EXERCISE PROMPT:
After locating the line with "hand, with integer pixel coordinates." below, output it and each following line exactly, stopping after the line with "Target: asphalt edge". No pictures.

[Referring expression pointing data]

━━━━━━

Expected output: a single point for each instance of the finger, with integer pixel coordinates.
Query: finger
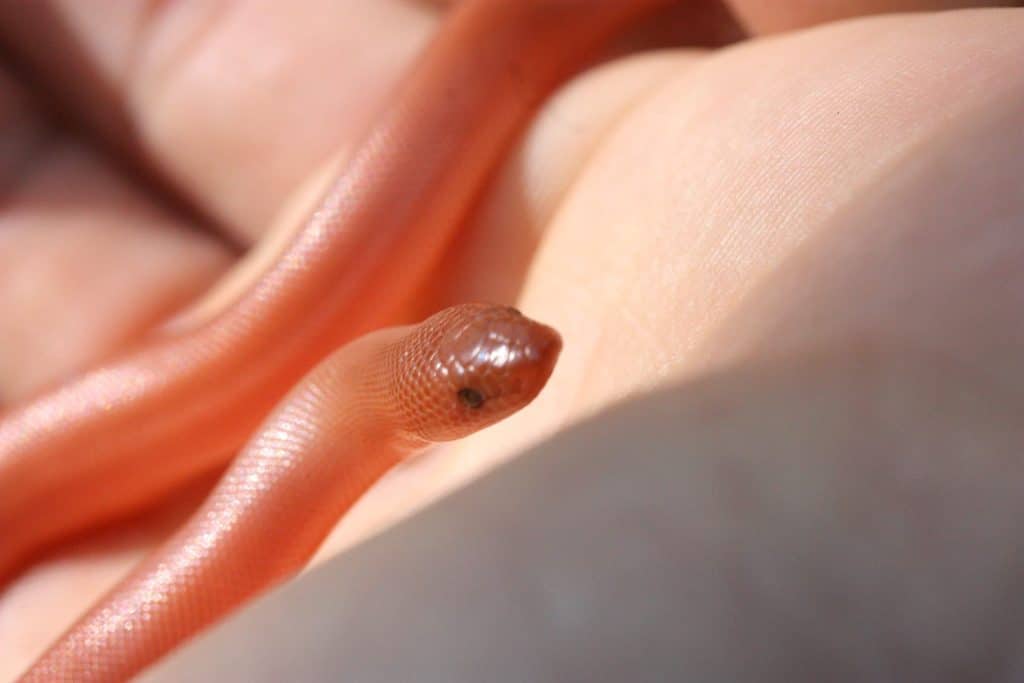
(702, 534)
(664, 249)
(232, 102)
(87, 260)
(773, 16)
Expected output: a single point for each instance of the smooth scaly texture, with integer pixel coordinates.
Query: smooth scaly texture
(378, 399)
(119, 436)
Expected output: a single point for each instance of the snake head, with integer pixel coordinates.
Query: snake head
(470, 366)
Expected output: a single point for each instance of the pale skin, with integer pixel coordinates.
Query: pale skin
(816, 191)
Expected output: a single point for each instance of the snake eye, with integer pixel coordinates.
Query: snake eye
(470, 397)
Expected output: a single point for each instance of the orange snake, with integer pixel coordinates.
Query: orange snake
(127, 432)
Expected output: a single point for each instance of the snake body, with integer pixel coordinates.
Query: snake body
(125, 433)
(379, 399)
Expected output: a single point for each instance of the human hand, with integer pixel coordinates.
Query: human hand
(556, 167)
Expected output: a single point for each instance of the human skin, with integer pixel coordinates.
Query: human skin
(780, 174)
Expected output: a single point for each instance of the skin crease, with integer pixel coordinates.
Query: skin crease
(665, 322)
(378, 400)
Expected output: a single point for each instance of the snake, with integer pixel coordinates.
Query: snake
(113, 439)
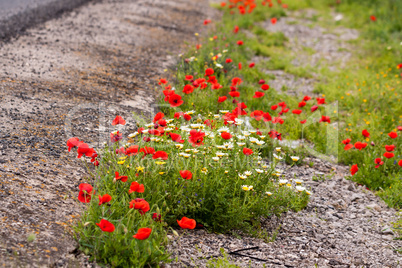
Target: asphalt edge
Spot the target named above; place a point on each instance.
(19, 23)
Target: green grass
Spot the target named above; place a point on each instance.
(365, 94)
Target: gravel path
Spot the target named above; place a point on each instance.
(66, 77)
(69, 77)
(344, 225)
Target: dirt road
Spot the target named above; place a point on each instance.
(64, 78)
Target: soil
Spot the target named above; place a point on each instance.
(70, 77)
(344, 225)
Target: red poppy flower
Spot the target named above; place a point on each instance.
(160, 154)
(196, 138)
(162, 122)
(187, 117)
(175, 100)
(118, 177)
(216, 86)
(178, 114)
(176, 137)
(140, 204)
(321, 101)
(209, 72)
(390, 148)
(378, 162)
(388, 155)
(347, 141)
(154, 132)
(348, 147)
(118, 120)
(72, 142)
(85, 193)
(257, 115)
(360, 145)
(187, 223)
(258, 94)
(393, 135)
(168, 93)
(136, 187)
(104, 199)
(234, 94)
(354, 169)
(222, 99)
(132, 150)
(236, 81)
(186, 174)
(226, 135)
(188, 89)
(365, 133)
(236, 29)
(162, 81)
(143, 233)
(276, 120)
(267, 117)
(157, 217)
(247, 151)
(325, 119)
(158, 116)
(106, 226)
(302, 104)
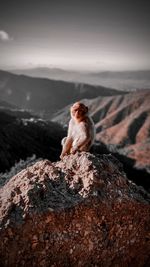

━━━━━━

TASK SOLUTION:
Expected output: a single point for each instance of the human hand, with integer pixel coordinates.
Query: human hand
(556, 167)
Expected output: a single point for each instance of the human skin, with integer pixel coordinates.
Query: human skin
(780, 174)
Expected output: a single point for each instance of the skin crease, with integer pixel coordinates.
Query: skin crease
(665, 322)
(378, 400)
Expected output: a single point for each instance of the snake, with integer pixel coordinates.
Query: snake
(113, 439)
Target: asphalt edge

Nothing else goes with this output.